▸ PROVIDED PASSAGE:
• • • •

# Old Farmhouse aka Dead Crows House - Aug 2012



## UE-OMJ (Aug 14, 2012)

Again, being lucky enough to be sent working in the area of this lovely old place, and equally being lucky enough to have found out its location I headed there for an early explore.

I think timing was on my side as I believe this place may now have been sold to a new owner. The prevous owner I dont believe is any longer with us  I felt really peaceful here, it's such a nice location, but constantly there was the sadness of the previous owner who has left a few reminders of her past throughout. It was one of those very still mornings, there was no air movement, no trees rustling in the wind, total silence. Lovely.











































































































































































































This was my first ever location done with my new camera. I was dreading getting home and finding out I'd got all the photo setting wrong or blurred, but I think I got lucky 

Thanks for looking


----------



## abel101 (Aug 14, 2012)

I was wondering when youd post this 
I really like this place mate! good job on the shots, got some cracking ones in this set!


----------



## UE-OMJ (Aug 14, 2012)

Thanks mate


----------



## shane.c (Aug 14, 2012)

Well done , nice pics.


----------



## Ratters (Aug 14, 2012)

Nice work with the new camera Steve  I did really like this place, well done


----------



## freespirits (Aug 14, 2012)

what a lovely old place ,,,id really love summat like that ,,,great pics


----------



## flyboys90 (Aug 14, 2012)

How peaceful and cracking features to see,great photos.


----------



## Bones out (Aug 14, 2012)

Love this type of explore, really nice mooch in a time capsule from back in the day. 

Excellent.


----------



## UEP-Wales (Aug 14, 2012)

Cracking location and set of pics mate!


----------



## Wakey Lad (Aug 14, 2012)

Ive been meaning to head down here for a while now - Cracking report mate! The last photo is my favorite!


----------



## Lucky Pants (Aug 14, 2012)

Nice place and great shots. Thanks fo sharing .


----------



## sennelager66 (Aug 14, 2012)

It's amazing who certain aspects of a persons life get left behind and 'timeframe' a place. Sensitive shots and thanks for placing them here. It's feels calm and slightly sad at the same time.


----------



## Priority 7 (Aug 14, 2012)

nice job OMJ


----------



## steve2109 (Aug 14, 2012)

Tip Top report Mate, looks like you got the camera settings dead right !!


----------



## sonyes (Aug 14, 2012)

lovely set of shots, and looks a great 'splore


----------



## Pen15 (Aug 14, 2012)

Wow ! Would love to find a place like this.

Great batch of images and looks like you have got the hang of your new camera


----------



## Pedrfardd (Aug 14, 2012)

Good show....


----------



## TeeJF (Aug 15, 2012)

Well done mate. It's a right gut troubler using a new camera for the first time isn't it!

By the way, you left your wig and your Dierdre spex behind...


----------



## Ha.zel (Aug 15, 2012)

Wonderful explore... I love the typewriter  
Well done!


----------



## UE-OMJ (Aug 15, 2012)

Thanks for the nice comments everyone  It's really appreciated.

• • • •

▸ EXERCISE TASKS:
A - Extract the stretch of the farmhouse thread from "Thanks for looking" through "in this set!".
B - Please condense the paragraph of the farmhouse thread beginning "I think timing was on my side" into a short bulleted list that keeps its main facts.

▸ Records from a data source:
• • • •

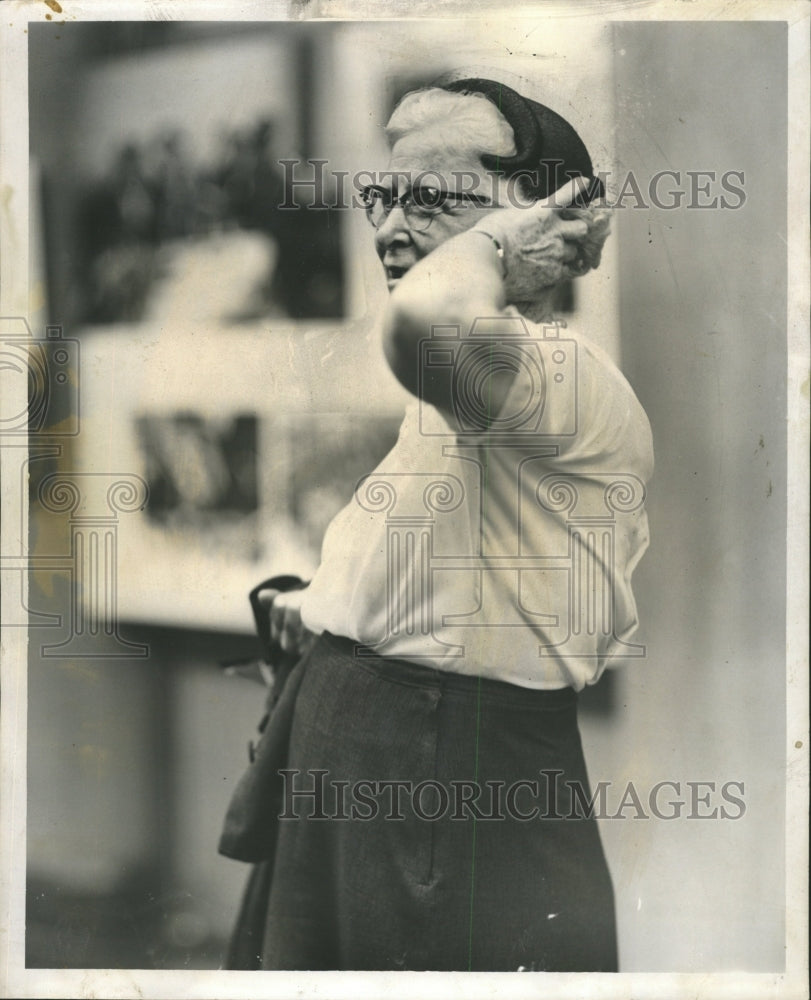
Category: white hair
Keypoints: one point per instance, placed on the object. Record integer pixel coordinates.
(471, 123)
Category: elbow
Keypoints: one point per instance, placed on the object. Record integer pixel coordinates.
(409, 325)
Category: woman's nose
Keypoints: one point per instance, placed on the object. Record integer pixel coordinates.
(393, 230)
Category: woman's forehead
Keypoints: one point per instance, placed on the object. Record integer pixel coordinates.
(426, 152)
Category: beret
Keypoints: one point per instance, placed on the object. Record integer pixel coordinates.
(548, 149)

• • • •

▸ WORKED ANSWERS:
A -
Thanks for looking


----------



## abel101 (Aug 14, 2012)

I was wondering when youd post this 
I really like this place mate! good job on the shots, got some cracking ones in this set!

B -
- The writer believes the place may now have been sold to a new owner and that the previous owner is no longer living.
- The place felt peaceful and the location is nice, but the reminders the previous owner left throughout carried a constant sadness.
- The morning was very still: no air movement, no trees rustling, total silence.